Advanced

Ahnlich DB supports multiple similarity algorithms that determine how vectors are compared. Choosing the right one depends on your use case (recommendations, semantic search, image retrieval, etc.).

1. Cosine Similarity (Linear)

Definition: Measures the cosine of the angle between two vectors. It focuses on the orientation rather than magnitude.

When to Use:

Text embeddings (semantic similarity, NLP).
High-dimensional embeddings where magnitude isn’t important.

Example Command:

GETSIMN 3 WITH [0.25, 0.88] USING cosinesimilarity IN my_store

Use Case Example:

Query: "What’s the capital of France?"
Store contains embeddings for documents about Paris, Rome, and Madrid.
Cosine similarity retrieves the document most semantically aligned with "Paris".

2. Euclidean Distance (Linear)

Definition: Measures the straight-line (L2 norm) distance between two vectors.

When to Use:

Image embeddings (where vector magnitude carries meaning).

-Recommendation engines where closeness in feature space is meaningful.

Example Command:

GETSIMN 5 WITH [0.12, 0.45] USING euclidean IN image_store

Use Case Example:

Searching for similar product images in an e-commerce system.
A handbag photo returns visually similar handbags.

3. k-d Tree (Non-Linear)

Definition: A space-partitioning data structure for organizing vectors in k-dimensional space. It allows efficient nearest-neighbor search for structured, spatially distributed vectors.

When to Use:

Lower-dimensional embeddings (≤ 50 dimensions).
Spatial/geometric queries (e.g., geolocation vectors).
When you need fast exact search over medium-sized datasets.

Command to Create Index:

CREATE NON LINEAR ALGORITHM INDEX kdtree IN geo_store

Query Example:

GETSIMN 10 WITH [40.7128, -74.0060] USING kdtree IN geo_store

Use Case Example:

A ride-sharing app storing city coordinates.
Querying with New York City coordinates retrieves the 10 nearest drivers.

Choosing the Right Algorithm

Algorithm	Best For	Pros	Cons
Cosine Similarity	NLP, semantic search	Ignores magnitude, fast	Not good for magnitude-based data
Euclidean Distance	Images, structured numeric features	Intuitive, works with magnitude	Slower in very high dimensions
k-d Tree	Geospatial, medium-dim embeddings	Efficient exact NN search	Struggles in very high dimensions

Performance & Trade-offs of Similarity Algorithms in Ahnlich DB

Ahnlich DB is optimized for real-time vector similarity search, but different algorithms behave differently depending on data size, dimensionality, and query type. Below is a detailed comparison.

1. Cosine Similarity

Speed: Very fast (linear scan over vectors).
Accuracy: High for semantic embeddings.

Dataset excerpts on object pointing

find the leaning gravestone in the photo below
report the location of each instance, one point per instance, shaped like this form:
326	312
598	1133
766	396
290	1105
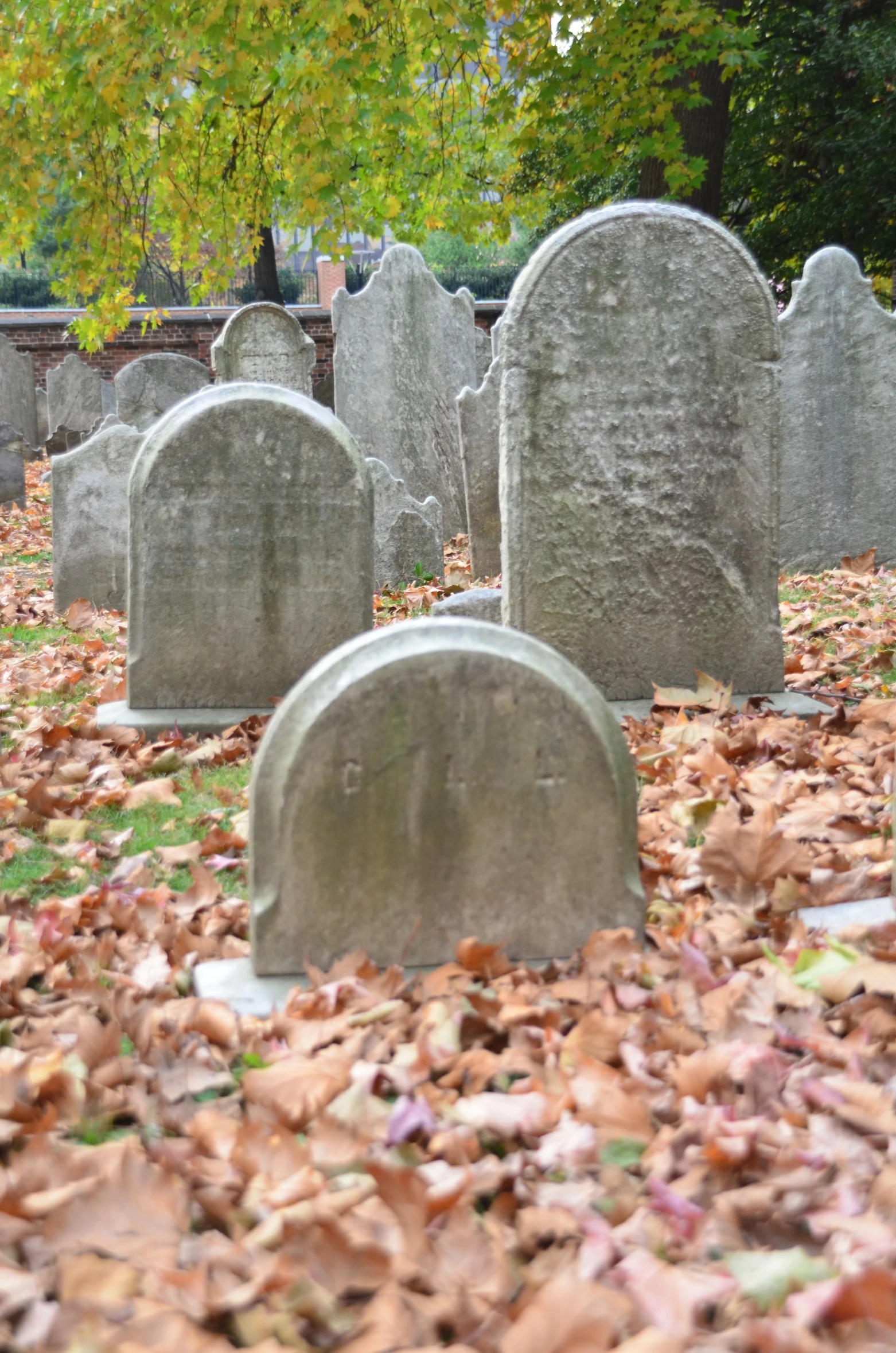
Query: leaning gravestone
233	558
75	397
149	386
266	343
18	405
405	348
639	452
407	534
493	795
89	519
838	494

== WORK TO COMPLETE ==
A. In the Ahnlich DB similarity algorithms page, which embeddings does the k-d Tree section recommend in terms of dimension count?
B. Write the next part of the Ahnlich DB similarity algorithms page, picking up right after its final line.

== RESPONSES ==
A. Lower-dimensional embeddings of 50 dimensions or fewer.

B.
Memory Usage: Moderate, since normalization is required.

Benchmark Insight (example):

Dataset: 1M text embeddings (768-dim BERT).
Avg. Query Latency: ~15ms (on 16-core CPU, in-memory).
Accuracy: 95% recall@10 compared to brute-force.

Best Trade-off:

Works best in high-dimensional semantic spaces (text, NLP).

2. Euclidean Distance

Speed: Similar to cosine, but distance calculations are slightly heavier.
Accuracy: High when magnitude matters.
Memory Usage: Higher than cosine if embeddings are not normalized.

Benchmark Insight (example):

Dataset: 5M product images (512-dim CLIP embeddings).
Avg. Query Latency: ~25ms.
Accuracy: 93% recall@10.

Best Trade-off:

Ideal for recommendations, computer vision, and structured numeric data.

3. k-d Tree (Non-Linear Index)

Accuracy: Exact nearest-neighbor search (100%).
Memory Usage: Higher (tree indexing overhead).

Benchmark Insight (example):

Dataset: 10M geolocation vectors (2D lat-long).
Avg. Query Latency: ~3ms (index lookup).
Accuracy: 100% exact matches.

Limitation: Performance drops for very high-dimensional data (curse of dimensionality).

Best Trade-off:

Perfect for geospatial queries, structured 2D/3D data.

Summary Table

Algorithm	Speed	Accuracy	Best Use Case	Weakness
Cosine Similarity	Fast	High (95%)	Semantic search (NLP, docs)	Ignores magnitude differences
Euclidean Distance	Moderate	High (93%)	Image search, recommendations	Slower in high dims
k-d Tree	Ultra-Fast (low-dim)	Exact (100%)	Geospatial, low-dim structured data	Weak in high-dimensional space

Ahnlich DB – Deeper Dive into Commands & Advanced Similarity

This section explores how to control the database through commands, how queries are executed, and how similarity algorithms behave in practice. Think of it as a power user’s manual for working with Ahnlich DB.

1. Command Deep Dive

1.1 Server Management

PING Tests if the DB is alive. Essential for monitoring tools.

> PING < PONG

INFO SERVER Returns server metadata: version, uptime, active stores, tracing status.

> INFO SERVER
< {"version":"0.0.2","uptime":"3h45m","stores":["docs","images"]}

LIST CONNECTED CLIENTS Shows all clients with their IP and connection status. Useful for debugging distributed workloads.

1.2 Store Lifecycle

LIST STORES Returns the vector stores available in the DB.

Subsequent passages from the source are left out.